**The request:**
Begin at the line that has "target | turquoise lagoon" and stop after the last of the entries. Write those lines out again with their requests, and shift every coordinate in the answers by adding 102 to each of its numbers.
** Begin Information shown **
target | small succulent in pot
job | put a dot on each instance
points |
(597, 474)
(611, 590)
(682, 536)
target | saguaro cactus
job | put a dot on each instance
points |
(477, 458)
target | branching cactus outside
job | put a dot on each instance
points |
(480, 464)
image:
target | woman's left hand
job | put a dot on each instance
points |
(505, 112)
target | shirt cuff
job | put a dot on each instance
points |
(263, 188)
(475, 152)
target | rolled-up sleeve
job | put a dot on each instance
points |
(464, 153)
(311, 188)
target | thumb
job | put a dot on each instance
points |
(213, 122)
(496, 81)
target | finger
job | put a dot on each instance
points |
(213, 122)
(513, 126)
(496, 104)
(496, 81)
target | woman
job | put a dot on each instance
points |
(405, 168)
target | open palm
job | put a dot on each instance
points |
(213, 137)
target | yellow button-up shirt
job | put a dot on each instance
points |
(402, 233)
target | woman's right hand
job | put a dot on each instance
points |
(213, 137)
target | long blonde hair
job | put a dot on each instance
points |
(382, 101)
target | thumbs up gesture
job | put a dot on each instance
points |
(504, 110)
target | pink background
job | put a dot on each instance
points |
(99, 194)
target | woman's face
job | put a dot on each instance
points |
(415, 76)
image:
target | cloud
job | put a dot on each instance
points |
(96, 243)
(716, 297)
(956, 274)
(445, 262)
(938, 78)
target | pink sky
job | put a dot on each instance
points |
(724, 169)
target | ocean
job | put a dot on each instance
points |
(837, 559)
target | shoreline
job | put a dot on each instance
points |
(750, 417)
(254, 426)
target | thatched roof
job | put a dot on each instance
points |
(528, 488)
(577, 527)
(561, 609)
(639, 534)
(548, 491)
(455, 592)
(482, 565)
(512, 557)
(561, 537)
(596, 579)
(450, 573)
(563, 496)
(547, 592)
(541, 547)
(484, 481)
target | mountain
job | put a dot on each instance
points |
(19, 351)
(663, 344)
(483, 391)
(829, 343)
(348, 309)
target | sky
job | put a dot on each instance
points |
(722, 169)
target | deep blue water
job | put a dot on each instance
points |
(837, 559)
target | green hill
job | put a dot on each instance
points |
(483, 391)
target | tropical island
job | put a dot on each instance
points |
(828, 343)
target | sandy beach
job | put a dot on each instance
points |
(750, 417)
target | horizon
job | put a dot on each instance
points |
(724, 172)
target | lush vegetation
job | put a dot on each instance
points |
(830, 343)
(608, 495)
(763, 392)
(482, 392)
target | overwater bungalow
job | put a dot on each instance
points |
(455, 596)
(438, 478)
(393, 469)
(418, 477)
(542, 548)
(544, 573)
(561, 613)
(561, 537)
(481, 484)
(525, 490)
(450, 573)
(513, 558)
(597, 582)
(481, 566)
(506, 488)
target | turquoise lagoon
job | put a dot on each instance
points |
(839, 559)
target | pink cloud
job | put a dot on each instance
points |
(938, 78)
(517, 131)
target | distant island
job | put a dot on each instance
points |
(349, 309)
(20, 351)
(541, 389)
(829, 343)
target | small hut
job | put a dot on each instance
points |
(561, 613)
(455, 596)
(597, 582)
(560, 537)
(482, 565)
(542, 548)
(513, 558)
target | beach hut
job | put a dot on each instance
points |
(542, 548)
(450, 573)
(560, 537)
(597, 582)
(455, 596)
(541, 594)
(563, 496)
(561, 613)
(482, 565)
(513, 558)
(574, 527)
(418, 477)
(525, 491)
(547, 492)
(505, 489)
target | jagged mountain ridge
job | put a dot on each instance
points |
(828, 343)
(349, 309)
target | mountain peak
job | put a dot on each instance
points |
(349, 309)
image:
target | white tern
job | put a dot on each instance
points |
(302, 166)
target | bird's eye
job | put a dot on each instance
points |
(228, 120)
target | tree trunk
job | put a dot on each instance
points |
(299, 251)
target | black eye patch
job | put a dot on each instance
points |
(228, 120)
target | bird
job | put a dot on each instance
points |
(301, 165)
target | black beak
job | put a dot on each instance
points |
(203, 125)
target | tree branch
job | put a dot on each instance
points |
** End Information shown **
**Task solution:**
target | turquoise lagoon
job | put a dot on each instance
points |
(941, 661)
target | pink cloud
job | put a dot on each instance
points |
(1040, 180)
(619, 233)
target | distant island
job | put a dot on each instance
points |
(451, 411)
(122, 453)
(643, 491)
(931, 445)
target | small hut
job | put a dot on each instance
points |
(663, 715)
(557, 698)
(699, 684)
(662, 639)
(584, 667)
(644, 650)
(615, 660)
target | beach hut
job | put a dot on each instance
points |
(644, 650)
(552, 675)
(662, 639)
(699, 684)
(557, 698)
(643, 696)
(665, 598)
(663, 715)
(584, 667)
(615, 660)
(676, 629)
(520, 579)
(627, 593)
(649, 594)
(607, 591)
target | jagged mountain ridge
job | put a dot on each instance
points |
(930, 445)
(451, 411)
target | mountain peak
job | put a dot on each instance
points |
(451, 411)
image:
target | white tern
job | put a dot on each instance
points |
(404, 268)
target | bird's eye
job | put a dot on each instance
points |
(330, 222)
target | tree trunk
job | put a dot on each instance
points |
(401, 353)
target | black eye patch
job | put a dot on each instance
points |
(330, 222)
target | bird
job | put a dot on each instance
points |
(403, 267)
target | black beak
job | put a dot on each instance
points |
(305, 227)
target | tree branch
job | put a dot on each instance
points |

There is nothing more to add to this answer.